[Collected data]
::::

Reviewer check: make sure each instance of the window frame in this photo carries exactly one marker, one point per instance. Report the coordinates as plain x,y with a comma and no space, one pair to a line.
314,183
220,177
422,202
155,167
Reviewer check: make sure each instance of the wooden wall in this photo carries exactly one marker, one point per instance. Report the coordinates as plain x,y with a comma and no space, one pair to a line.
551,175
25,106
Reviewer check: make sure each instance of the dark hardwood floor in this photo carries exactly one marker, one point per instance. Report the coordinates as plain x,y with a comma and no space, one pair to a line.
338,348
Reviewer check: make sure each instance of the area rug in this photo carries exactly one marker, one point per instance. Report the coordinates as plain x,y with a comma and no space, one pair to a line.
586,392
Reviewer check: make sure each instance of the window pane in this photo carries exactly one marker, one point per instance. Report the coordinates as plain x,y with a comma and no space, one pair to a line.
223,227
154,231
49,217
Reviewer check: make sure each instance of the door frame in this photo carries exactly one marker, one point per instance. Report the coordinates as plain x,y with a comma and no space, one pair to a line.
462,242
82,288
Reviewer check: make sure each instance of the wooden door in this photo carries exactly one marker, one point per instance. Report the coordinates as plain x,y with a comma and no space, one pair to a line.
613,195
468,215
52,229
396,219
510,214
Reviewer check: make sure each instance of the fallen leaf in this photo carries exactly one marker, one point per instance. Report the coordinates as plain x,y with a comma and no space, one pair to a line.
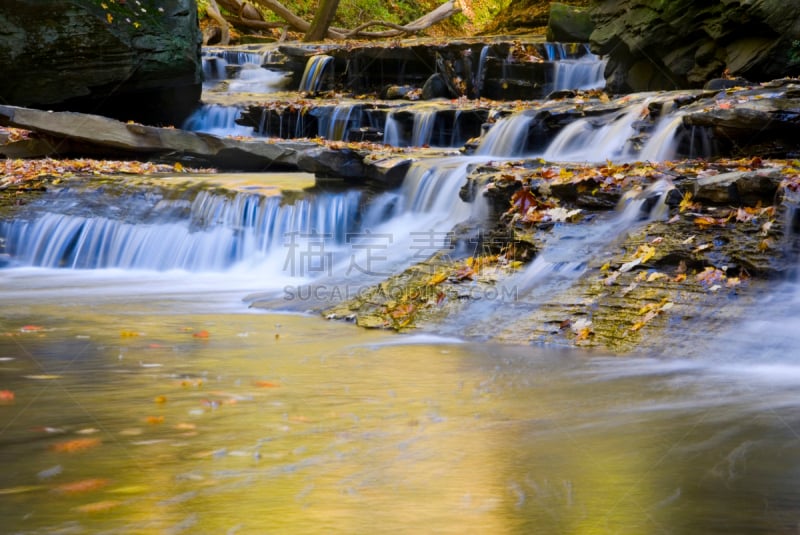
98,507
85,485
266,384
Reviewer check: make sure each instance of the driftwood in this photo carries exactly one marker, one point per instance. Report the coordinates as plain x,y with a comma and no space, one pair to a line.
439,14
248,16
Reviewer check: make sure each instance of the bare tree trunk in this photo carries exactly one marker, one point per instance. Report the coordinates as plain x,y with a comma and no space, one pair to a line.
322,20
213,11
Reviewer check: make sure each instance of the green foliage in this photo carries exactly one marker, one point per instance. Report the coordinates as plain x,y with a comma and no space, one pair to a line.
794,53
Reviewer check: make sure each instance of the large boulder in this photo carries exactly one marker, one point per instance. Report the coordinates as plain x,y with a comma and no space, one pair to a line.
132,60
652,44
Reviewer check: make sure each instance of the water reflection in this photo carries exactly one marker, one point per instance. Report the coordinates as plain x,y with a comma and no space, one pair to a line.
289,424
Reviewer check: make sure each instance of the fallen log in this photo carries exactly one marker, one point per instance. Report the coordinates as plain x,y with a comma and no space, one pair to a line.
299,24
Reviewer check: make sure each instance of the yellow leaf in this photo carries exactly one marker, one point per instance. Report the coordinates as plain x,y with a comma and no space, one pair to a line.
686,202
437,278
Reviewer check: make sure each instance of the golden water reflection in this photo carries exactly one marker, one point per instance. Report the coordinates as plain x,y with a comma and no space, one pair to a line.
133,423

::::

_TASK PROMPT_
Every last line above must be reproduced as written, and no pictures belong in the copy.

_RESULT FOR THIS EXERCISE_
Reviewer check: make sure each instance of the window frame in this photo carries exactly one marker, one point per instance. Report the coordinates as plain x,y with a comma and no space, one pair to a line.
314,183
220,177
422,202
155,167
Reviewer check: make sure each instance of the wooden wall in this photo carries exactly one marker, one point per instance. Report the coordinates as plain x,y with a comma and no space, one pair to a line.
551,175
25,106
Reviewer check: make sure each instance of the dark hardwood floor in this photo carries exactly one marker, one point per instance. Report the coordinates as plain x,y with a comma and no space, one pair to a line.
338,348
Reviewer check: make sure each instance of the area rug in this photo carries exactly one marker, one point per instance. Report the coordinates as plain x,y with a comma and no space, one pair to a line.
586,392
Reviewer check: make sure each instance of the window pane in this photo carries exactly one marker, one point per instance. Report the coordinates as plain x,y with a comma and no space, one pair to a line.
223,227
154,231
49,217
Reviewer check: make sure each instance of the door frame in this photo carries exactly one marker, one point per instance. Report the coordinates as plain x,y with a comma and no space, one pair to a line.
462,242
82,288
Reviewer check: make sure each instance of the wooden door in this photo carries exactly one marker, one point per instance. Report the coordinates as plain x,y with a comma and no space, one pair to a line.
613,195
468,215
52,229
396,219
510,214
Reviewer check: make sure each instance of the fallen leaf in this photo carries exactly one marker, one point per instance. Report the coordinates as plain x,y with a comma and no space, one pair to a line.
98,507
85,485
266,384
Reviewer check: make sure each instance of the driftwood in this photo carries exactly one marker, one point per instance. Report the coordinates as plain x,y with a comma and no space, one pair to a line.
439,14
248,16
Reviewer check: make sure each instance of the bare tree trunk in this photo carries exactly one marker, one point per instance. Report the coordinates as plain x,y with a comma and no space, one pair to a line.
322,20
213,11
Reviewer check: make sure each instance of the green foliage in this photo carries exactly one marker, one point per instance. Report the coordinates as plain x,y with a comma and no space, one pair to a line.
794,53
Reviewer check: make sure each instance of the large boulder in this photo carries exactly one marker, one point per instance. Report the coordinates as plain x,y with a comma and no space, one pair to a line.
132,60
652,44
Reviewer check: make sure each instance of the water reflection in this photo carries exactly one marker, one point per instance. Report the coordinates as plain x,y with a comma and no space, one pair to a line.
289,424
Reviewer check: make sure each instance of the fallen log in this photo carries exactly one marker, one point per instance. Report the coordinates as plain x,y with a comma and no space, one pair to a line.
299,24
Reviewer check: make sure each instance of the yellow leaf in this photo carries exactly one marker, one point per instance. Report the coordinates as plain x,y with a comma and no space, one pair to a line.
686,202
437,278
Reviewer check: make sure each instance of the golden water reflection in this photo carries exactly one marker, one point per instance. Report the coordinates as plain x,y with a comma and no space, one pair to a line.
133,423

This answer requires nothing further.